▶ Task objective
You are asked to copy the entire listing exactly, apart from its pictures.

━━━━━━━━

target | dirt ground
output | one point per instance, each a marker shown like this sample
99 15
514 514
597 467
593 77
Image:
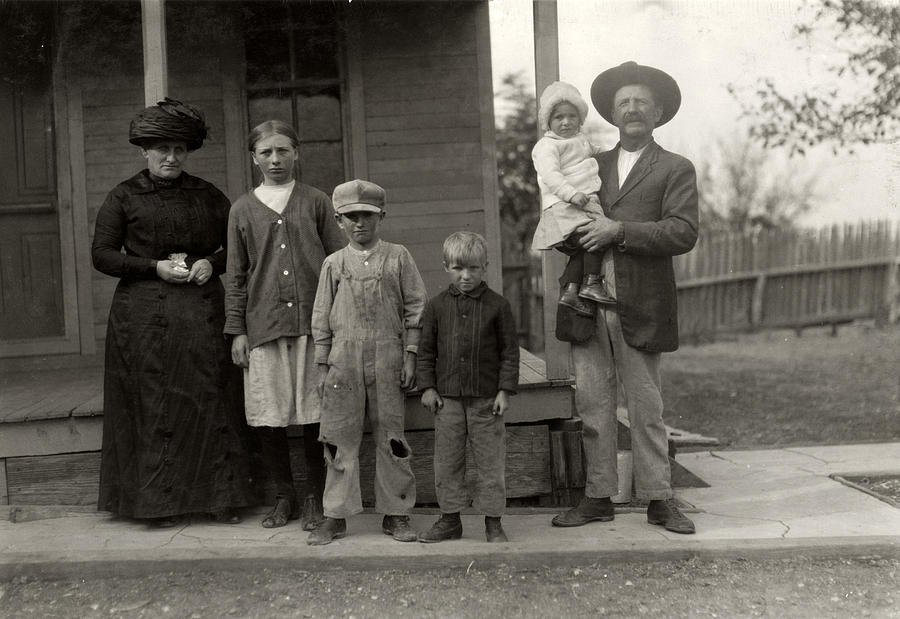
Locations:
779 389
795 587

━━━━━━━━

▶ Response
target | dirt ground
output | one point per instance, each a marker shown like this sample
99 15
514 514
597 467
593 77
Image:
Locations:
779 389
795 587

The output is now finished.